--- SUPPLIED INFORMATION ---

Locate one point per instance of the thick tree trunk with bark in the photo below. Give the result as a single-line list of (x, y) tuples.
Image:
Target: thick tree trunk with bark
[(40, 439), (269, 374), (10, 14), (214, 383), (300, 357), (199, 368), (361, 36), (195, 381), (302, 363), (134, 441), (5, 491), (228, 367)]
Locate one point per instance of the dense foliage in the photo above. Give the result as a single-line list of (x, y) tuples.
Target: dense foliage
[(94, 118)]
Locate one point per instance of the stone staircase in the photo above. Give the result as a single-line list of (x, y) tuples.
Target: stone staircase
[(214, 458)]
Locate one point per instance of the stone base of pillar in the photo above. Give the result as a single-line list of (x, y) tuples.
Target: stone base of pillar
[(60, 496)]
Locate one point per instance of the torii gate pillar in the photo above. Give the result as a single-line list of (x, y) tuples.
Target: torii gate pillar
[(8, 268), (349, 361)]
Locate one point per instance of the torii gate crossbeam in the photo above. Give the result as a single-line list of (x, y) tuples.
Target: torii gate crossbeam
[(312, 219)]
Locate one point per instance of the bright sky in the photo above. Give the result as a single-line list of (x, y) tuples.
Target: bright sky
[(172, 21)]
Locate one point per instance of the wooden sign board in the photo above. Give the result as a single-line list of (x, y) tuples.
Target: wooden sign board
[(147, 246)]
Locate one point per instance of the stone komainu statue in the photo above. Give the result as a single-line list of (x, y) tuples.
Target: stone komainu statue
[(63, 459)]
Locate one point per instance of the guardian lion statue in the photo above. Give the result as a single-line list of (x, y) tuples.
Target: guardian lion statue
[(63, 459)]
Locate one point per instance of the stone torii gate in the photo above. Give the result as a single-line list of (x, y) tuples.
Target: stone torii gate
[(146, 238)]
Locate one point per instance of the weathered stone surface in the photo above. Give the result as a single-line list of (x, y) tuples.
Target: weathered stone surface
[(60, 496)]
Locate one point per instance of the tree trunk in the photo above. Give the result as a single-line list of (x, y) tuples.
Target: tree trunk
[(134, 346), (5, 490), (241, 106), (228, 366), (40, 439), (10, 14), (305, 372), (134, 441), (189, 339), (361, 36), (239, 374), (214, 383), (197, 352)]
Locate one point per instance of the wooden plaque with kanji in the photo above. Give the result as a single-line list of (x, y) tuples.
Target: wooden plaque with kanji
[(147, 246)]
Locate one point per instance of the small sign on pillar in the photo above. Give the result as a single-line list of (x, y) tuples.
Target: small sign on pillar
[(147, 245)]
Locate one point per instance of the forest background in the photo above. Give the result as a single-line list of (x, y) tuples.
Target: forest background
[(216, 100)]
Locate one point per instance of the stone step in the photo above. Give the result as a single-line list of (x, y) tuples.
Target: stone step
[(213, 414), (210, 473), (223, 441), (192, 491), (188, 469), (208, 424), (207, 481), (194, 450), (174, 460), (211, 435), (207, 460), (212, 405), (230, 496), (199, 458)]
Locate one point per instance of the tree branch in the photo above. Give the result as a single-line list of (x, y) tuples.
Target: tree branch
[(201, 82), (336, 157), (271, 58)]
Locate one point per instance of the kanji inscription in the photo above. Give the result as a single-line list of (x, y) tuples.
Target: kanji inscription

---

EXERCISE TASK >> Copy out the entire listing above line for line, keeping the wording unchanged.

REPLY TO THE TASK >>
Locate one point per instance of the thick tree trunk with bark in the photo below. Give the result as a single-line list of (x, y) tuples.
Image:
Target: thick tree trunk with bark
[(40, 439), (269, 374), (10, 14), (214, 383), (300, 357), (199, 368), (361, 36), (195, 381), (302, 363), (134, 441), (5, 491), (228, 367)]
Locate one point per instance of the dense foliage in the photo above. Give the result as a single-line list of (x, y) tuples.
Target: dense foliage
[(94, 118)]
Locate one point per instance of the stone staircase in the photo above. Give the result as a single-line list of (x, y) tuples.
Target: stone staircase
[(214, 458)]
Locate one point per instance of the stone base of pillar in the photo above. Give the result as a single-line list of (x, y) tuples.
Target: stone base of pillar
[(60, 496)]
Locate one point per instance of the torii gate pillar in the photo above. Give the result as a single-line list of (x, y) tuples.
Target: torii gate pillar
[(8, 268), (349, 361)]
Locate one point per instance of the torii gate crossbeam in the photo above. Give the result as a single-line list of (x, y) tuples.
Target: torii gate crossbeam
[(312, 219)]
Locate one point per instance of the bright sky in the photo above. Give the result as a single-line list of (x, y) tuples.
Target: bright sky
[(172, 21)]
Locate one point per instance of the wooden sign board in the photo above. Give the result as a single-line list of (x, y) tuples.
Target: wooden sign board
[(147, 246)]
Locate one point per instance of the stone komainu statue in the photo above. Give the result as a single-line list of (x, y) tuples.
Target: stone komainu statue
[(63, 459)]
Locate one point per instance of the guardian lion statue in the photo above. Give the result as a single-line list of (x, y) tuples.
Target: guardian lion statue
[(63, 459)]
Locate one point per instance of the stone torii gate in the photo above. Give the result as a single-line list of (x, y) tuples.
Target: stone torii gate
[(146, 238)]
Locate one point per instance of the weathered stone surface in the photo above. Give the result as a single-line list of (x, y) tuples.
Target: weathered stone surface
[(60, 496)]
Locate one point per instance of the tree trunk in the photo above. Give the result as a single-line list of (x, y) tuples.
Target: tree trunk
[(134, 346), (5, 490), (241, 106), (228, 366), (40, 439), (10, 14), (305, 372), (134, 441), (189, 339), (361, 36), (239, 374), (214, 383), (197, 352)]
Locate one point per instance of the wooden plaque with kanji in the photo above. Give the result as a single-line list of (x, y) tuples.
Target: wooden plaque with kanji
[(147, 246)]
Locate one point per instance of the small sign on pillar in the photo above. Give the result as a single-line list of (x, y) tuples.
Target: small sign on pillar
[(147, 245)]
Locate one point per instance of the forest background in the photo above. Give the result as a single-line list of (x, y) tuples.
Target: forest background
[(216, 100)]
Locate one point per instance of the stone step in the photo above. Give the result as a single-line list of (x, y) tuples.
Target: stone step
[(213, 414), (210, 473), (223, 441), (192, 491), (188, 469), (208, 424), (207, 481), (194, 450), (174, 460), (211, 435), (207, 460), (212, 405), (230, 496), (199, 458)]
Locate one point per instance of the tree branch in the photo above. Give the result as a single-line list of (x, y) tuples.
Target: tree branch
[(201, 82), (336, 157), (271, 58)]
Locate one point per instance of the kanji inscription in the photo above. Give the result as a single-line list of (x, y) tuples.
Target: kanji inscription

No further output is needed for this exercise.